◆ **TASKS FOR THIS EXERCISE**:
1: Answer these questions using the article on climate communication in Africa:
(a) In what year did four Nigerian farmers win their legal battle against Royal Dutch Shell?
(b) Which environmental movement supported the farmers?
(c) On what date was Environmental Rights Action founded?
2: Reproduce the lines of the entries without change, starting at the line that contains "Note: mark the short" and ending at the final line of the entries.

◆ **EXCERPT PROVIDED**:
From creating folktales to inviting local royalty to their climate walks, activists are drawing on local context to successfully communicate the climate crisis.
Students Create Artworks during the Climate Change Awareness Walk organised by Climate Communications and Local Governance Africa (CCLG-Africa) in Kumasi, Ghana. Photo Credits : Kofi Don-Agor, President of CCLG-Africa
Kate Okorie, bird Story Agency
In 2021, four Nigerian farmers won a legal battle against Royal Dutch Shell (now known as Shell Global) after enduring years of oil spills that caused harmful pollution to their lands.
Supported by the environmental movement Friends of the Earth Netherlands, the farmers accused Shell of negligence.
A Dutch court ordered Shell to compensate the farmers for the losses they had suffered - one of a growing list of lawsuits led by indigenous people against major polluters and the first international legal action of its kind for a Dutch corporation.
"But this did not happen overnight. It happened because we listened to them, documented their grievances, and presented clear evidence," said Babawale Obayanju, Communications Coordinator for Environmental Rights Action/Friends of the Earth Nigeria (ERA/FoEN).
Environmental Rights Action (ERA) is a Nigerian advocacy non-governmental organisation founded on January 11, 1993 to deal with environmental human rights.
Students listening closely with their placards in hand Climate Change Awareness Walk in Kumasi, Ghana, hosted by Climate Communications and Local Governance Africa (CCLG-Africa). Photo Credits : Kofi Don-Agor, President of CCLG-Africa
Environmental movements like ERA/FoEN understand the importance of local context to communicate the climate crisis. Now they are focusing on climate change as well as localised environmental disasters like oil spills.
"These people understand that there is a change in their environment with respect to the climate, and most likely have a local name for it," said Obayanju.

◆ **INFORMATION PROVIDED**:
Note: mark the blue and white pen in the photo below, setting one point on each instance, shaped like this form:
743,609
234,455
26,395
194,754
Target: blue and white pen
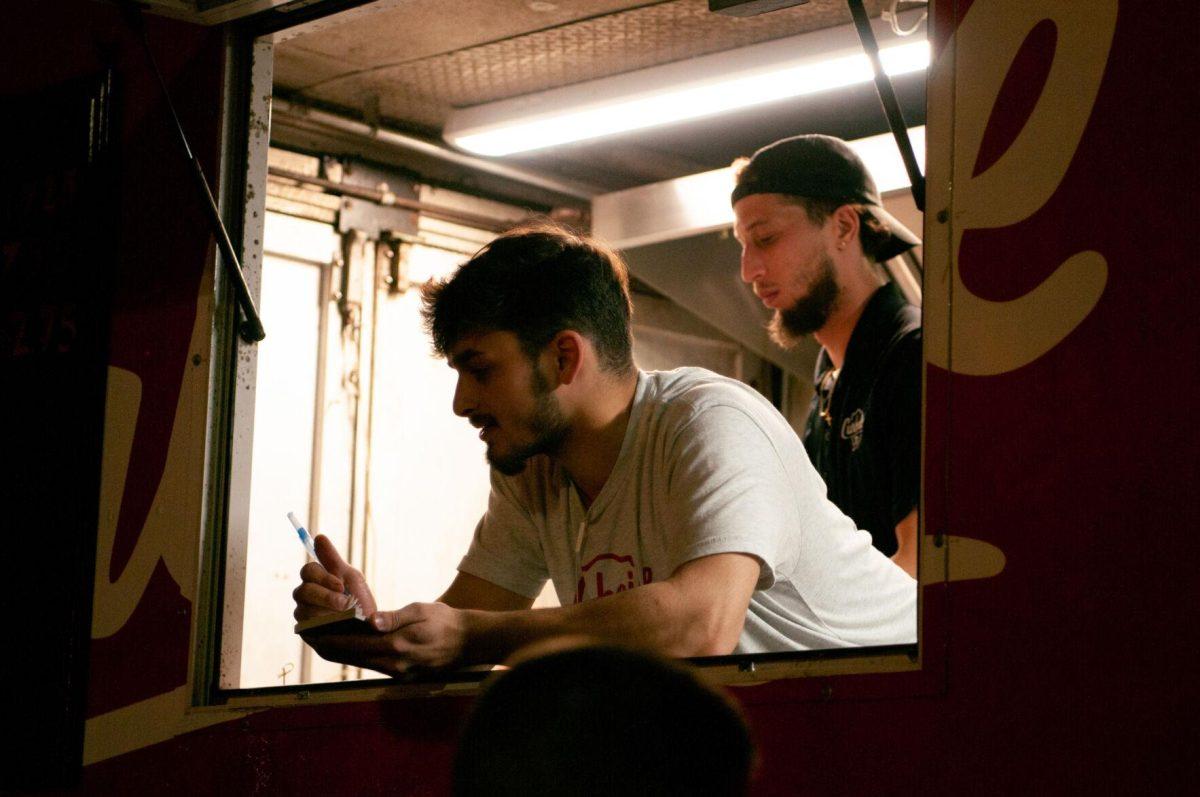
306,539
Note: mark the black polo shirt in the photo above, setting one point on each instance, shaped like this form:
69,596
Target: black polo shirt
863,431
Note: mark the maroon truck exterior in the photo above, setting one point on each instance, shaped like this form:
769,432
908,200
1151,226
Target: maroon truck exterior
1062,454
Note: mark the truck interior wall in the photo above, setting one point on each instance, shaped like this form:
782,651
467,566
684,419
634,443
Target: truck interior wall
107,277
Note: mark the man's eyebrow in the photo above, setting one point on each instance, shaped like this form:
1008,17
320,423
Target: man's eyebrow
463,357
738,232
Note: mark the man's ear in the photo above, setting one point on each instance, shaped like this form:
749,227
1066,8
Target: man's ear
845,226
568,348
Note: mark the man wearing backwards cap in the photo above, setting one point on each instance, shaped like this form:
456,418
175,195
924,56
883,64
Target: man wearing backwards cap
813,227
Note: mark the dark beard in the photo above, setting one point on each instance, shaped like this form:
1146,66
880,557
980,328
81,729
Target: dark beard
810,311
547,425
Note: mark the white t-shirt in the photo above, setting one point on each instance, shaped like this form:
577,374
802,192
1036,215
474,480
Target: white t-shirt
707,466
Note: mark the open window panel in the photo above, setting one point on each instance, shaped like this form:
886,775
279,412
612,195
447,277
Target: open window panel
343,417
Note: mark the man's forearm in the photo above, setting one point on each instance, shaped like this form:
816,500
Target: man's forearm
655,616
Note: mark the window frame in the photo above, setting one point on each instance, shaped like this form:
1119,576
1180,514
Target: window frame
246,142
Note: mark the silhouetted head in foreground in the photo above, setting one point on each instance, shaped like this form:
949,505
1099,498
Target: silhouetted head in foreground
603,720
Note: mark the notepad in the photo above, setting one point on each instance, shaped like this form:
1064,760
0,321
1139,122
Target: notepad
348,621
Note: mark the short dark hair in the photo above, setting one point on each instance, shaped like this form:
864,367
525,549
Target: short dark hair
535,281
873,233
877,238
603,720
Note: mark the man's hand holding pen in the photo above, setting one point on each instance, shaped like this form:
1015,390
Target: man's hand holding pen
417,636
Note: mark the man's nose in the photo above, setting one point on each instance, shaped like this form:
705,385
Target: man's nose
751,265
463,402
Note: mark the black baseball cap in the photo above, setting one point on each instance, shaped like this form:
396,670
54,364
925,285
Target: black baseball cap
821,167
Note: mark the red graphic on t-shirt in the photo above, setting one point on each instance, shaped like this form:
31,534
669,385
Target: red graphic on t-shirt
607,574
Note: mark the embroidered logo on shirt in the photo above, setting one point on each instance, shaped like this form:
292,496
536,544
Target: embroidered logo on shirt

◆ **ANSWERS IN ORDER**:
1:
(a) 2021
(b) Friends of the Earth Netherlands
(c) January 11, 1993

2:
Note: mark the short dark hair in the photo above, setting one point on each instance, shaped like this form:
864,367
525,549
Target: short dark hair
535,281
873,233
877,238
603,720
Note: mark the man's hand holding pen in the photo above, setting one point on each instance, shaped like this form:
1015,390
Target: man's hand holding pen
417,636
Note: mark the man's nose in the photo above, setting one point on each instance, shaped like this form:
705,385
Target: man's nose
751,265
463,402
Note: mark the black baseball cap in the photo above, setting one point on each instance, shaped like this form:
396,670
54,364
925,285
Target: black baseball cap
821,167
Note: mark the red graphic on t-shirt in the photo above, setting one point on each instance, shaped like this form:
31,534
669,385
Target: red graphic on t-shirt
607,574
Note: mark the embroidered logo on shirt in the photo above, setting one point on each instance, shaped like this form:
292,496
536,544
Target: embroidered logo on shirt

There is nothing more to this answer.